:: Source extract
Without wanting to sound too much like a quote from The Matrix, but what if I told you that being in shape was a skill?
Now what if I told you being in shape was like riding a bike? Most of us have been on and off diets, more off than on, and often blamed a lack of willpower when we have fallen off plan. But is it willpower?
Let’s take it back a little and try to put it into context. Put your hand up if the first time you got on a bike, you could ride it. I’m guessing that you didn’t put your hand up, right?
Okay so put your hand up if for any of the multiple times that you fell off your bike, you blamed it on a lack of willpower to stay on the bike?
Of course you didn’t, that would be ridiculous. You wouldn’t blame it on a lack of willpower, it would be a lack of skill level, surely?
If you ‘fall off’ your diet, don’t look at willpower, look at the reasons you fell in the first place, look at what triggered you to fall.
It could be something as simple as having no food prepped so you grabbed something, or you were having a stressful day so you had wine/chocolate/pizza.
Find the trigger and try to prevent it from happening again, make sure you have food prepped to prevent cravings, ask yourself if having wine, chocolate or pizza is going to reverse a stressful day? Chances are no, and then you will feel worse for messing up your nutrition too.
::::
▸ List of tasks
1. Duplicate the part of the fitness article that opens with the words containing "Of course you" and closes with "you had wine/chocolate/pizza.".
2. Pick up the fitness article after its final sentence and keep writing it.
:: Information shown
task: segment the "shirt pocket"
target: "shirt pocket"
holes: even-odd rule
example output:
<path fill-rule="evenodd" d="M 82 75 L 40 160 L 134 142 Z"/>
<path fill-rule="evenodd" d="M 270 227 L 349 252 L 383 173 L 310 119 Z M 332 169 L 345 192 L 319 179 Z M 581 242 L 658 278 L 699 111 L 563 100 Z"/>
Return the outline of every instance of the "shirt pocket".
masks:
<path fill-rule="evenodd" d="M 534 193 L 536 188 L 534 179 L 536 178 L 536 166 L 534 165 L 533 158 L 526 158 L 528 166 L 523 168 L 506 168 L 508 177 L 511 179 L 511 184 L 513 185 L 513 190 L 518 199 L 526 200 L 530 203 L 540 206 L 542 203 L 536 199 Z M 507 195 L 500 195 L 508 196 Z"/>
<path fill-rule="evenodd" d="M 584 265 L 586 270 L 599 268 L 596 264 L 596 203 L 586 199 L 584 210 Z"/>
::::
:: Information shown
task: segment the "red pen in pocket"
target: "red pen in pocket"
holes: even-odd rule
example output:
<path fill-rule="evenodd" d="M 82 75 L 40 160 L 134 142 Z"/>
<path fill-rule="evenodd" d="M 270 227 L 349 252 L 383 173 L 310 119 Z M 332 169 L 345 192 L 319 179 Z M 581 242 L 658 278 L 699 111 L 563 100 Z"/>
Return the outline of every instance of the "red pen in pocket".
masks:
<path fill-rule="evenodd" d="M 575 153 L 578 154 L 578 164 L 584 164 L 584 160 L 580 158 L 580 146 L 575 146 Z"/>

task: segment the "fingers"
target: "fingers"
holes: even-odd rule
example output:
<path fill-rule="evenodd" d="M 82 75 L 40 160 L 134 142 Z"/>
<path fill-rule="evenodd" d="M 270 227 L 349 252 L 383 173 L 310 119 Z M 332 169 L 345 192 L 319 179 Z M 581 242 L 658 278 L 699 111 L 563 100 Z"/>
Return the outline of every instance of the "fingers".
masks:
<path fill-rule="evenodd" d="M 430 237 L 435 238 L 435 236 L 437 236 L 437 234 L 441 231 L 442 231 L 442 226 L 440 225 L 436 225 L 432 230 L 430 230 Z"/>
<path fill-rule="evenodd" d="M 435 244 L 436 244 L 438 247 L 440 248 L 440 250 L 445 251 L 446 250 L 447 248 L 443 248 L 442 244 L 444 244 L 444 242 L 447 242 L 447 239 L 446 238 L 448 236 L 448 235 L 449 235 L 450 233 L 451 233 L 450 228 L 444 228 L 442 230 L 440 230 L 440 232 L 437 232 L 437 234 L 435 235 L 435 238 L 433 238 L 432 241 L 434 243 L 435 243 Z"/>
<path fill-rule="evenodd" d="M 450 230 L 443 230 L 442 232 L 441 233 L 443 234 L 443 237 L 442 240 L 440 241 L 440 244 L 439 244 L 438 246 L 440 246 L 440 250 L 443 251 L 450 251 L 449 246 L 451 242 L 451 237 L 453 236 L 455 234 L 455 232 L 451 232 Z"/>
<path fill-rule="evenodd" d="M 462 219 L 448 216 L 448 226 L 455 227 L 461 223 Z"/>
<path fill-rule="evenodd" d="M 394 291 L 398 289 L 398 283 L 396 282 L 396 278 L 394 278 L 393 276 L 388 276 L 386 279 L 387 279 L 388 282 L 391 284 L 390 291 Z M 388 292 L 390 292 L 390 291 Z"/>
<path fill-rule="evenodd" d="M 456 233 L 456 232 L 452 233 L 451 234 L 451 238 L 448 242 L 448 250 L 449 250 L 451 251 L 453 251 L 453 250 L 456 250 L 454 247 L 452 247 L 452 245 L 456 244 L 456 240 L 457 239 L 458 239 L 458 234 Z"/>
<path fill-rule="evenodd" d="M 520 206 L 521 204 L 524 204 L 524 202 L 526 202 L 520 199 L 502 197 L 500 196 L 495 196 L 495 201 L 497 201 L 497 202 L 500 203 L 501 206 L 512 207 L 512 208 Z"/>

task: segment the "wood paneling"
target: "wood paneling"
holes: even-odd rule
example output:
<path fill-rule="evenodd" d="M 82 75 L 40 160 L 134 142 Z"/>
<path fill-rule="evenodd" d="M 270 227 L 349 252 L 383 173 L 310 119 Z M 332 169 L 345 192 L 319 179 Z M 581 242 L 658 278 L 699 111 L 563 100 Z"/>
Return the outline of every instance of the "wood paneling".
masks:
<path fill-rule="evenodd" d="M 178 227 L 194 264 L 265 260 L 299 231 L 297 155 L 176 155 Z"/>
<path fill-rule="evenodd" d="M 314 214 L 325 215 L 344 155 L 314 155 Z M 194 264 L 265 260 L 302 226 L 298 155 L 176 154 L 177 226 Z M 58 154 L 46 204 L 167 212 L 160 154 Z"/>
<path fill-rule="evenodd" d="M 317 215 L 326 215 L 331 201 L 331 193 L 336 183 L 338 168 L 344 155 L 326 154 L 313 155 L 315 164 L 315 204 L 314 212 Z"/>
::::
▸ Task answers
1.
Of course you didn’t, that would be ridiculous. You wouldn’t blame it on a lack of willpower, it would be a lack of skill level, surely?
If you ‘fall off’ your diet, don’t look at willpower, look at the reasons you fell in the first place, look at what triggered you to fall.
It could be something as simple as having no food prepped so you grabbed something, or you were having a stressful day so you had wine/chocolate/pizza.

2.
If you do make a mistake and end up having chips for lunch then do not do the old ‘well I have ruined today so I may as well go crazy and have an ice cream pizza!’ you can have a day with one mistake in it or 5, which is going to be more harmful to your goals?
Now many people will blame bad genetics for a lack of progress or being weak willed, but the fact is, with enough practice, everyone can learn to ride a bike!
Now there will be the genetically blessed ones who win the Tour De France or compete in the Olympics but at some level everyone can improve through practice!
So what do I mean by practicing to get in better shape?
Be prepared – Plan and cook meals in advance, doing a Sunday ‘cookarama’ to set you up for the rest of the week gets easier the more you do it.
Analyze your habits – As mentioned if you find yourself reaching for the cookie jar every time you have a bad day at work then this is a trigger to a bad habit. Also, the reverse is true. Do you self sabotage by rewarding yourself with ‘bad’ foods if you have eaten well all week? Rewarding yourself with exactly the thing you are trying to avoid makes about as much sense as an alcoholic having a shot of whisky to celebrate not drinking!
Don’t quit – There are going to be times when you fall off the wagon, be that for a meal, a day or a week but you must get back on it. Remember why you started, we recommend you write a statement when you start, what you want to achieve, why you want to achieve it, how you will feel when you do and what it will mean to you. You can read this when motivation and willpower is low!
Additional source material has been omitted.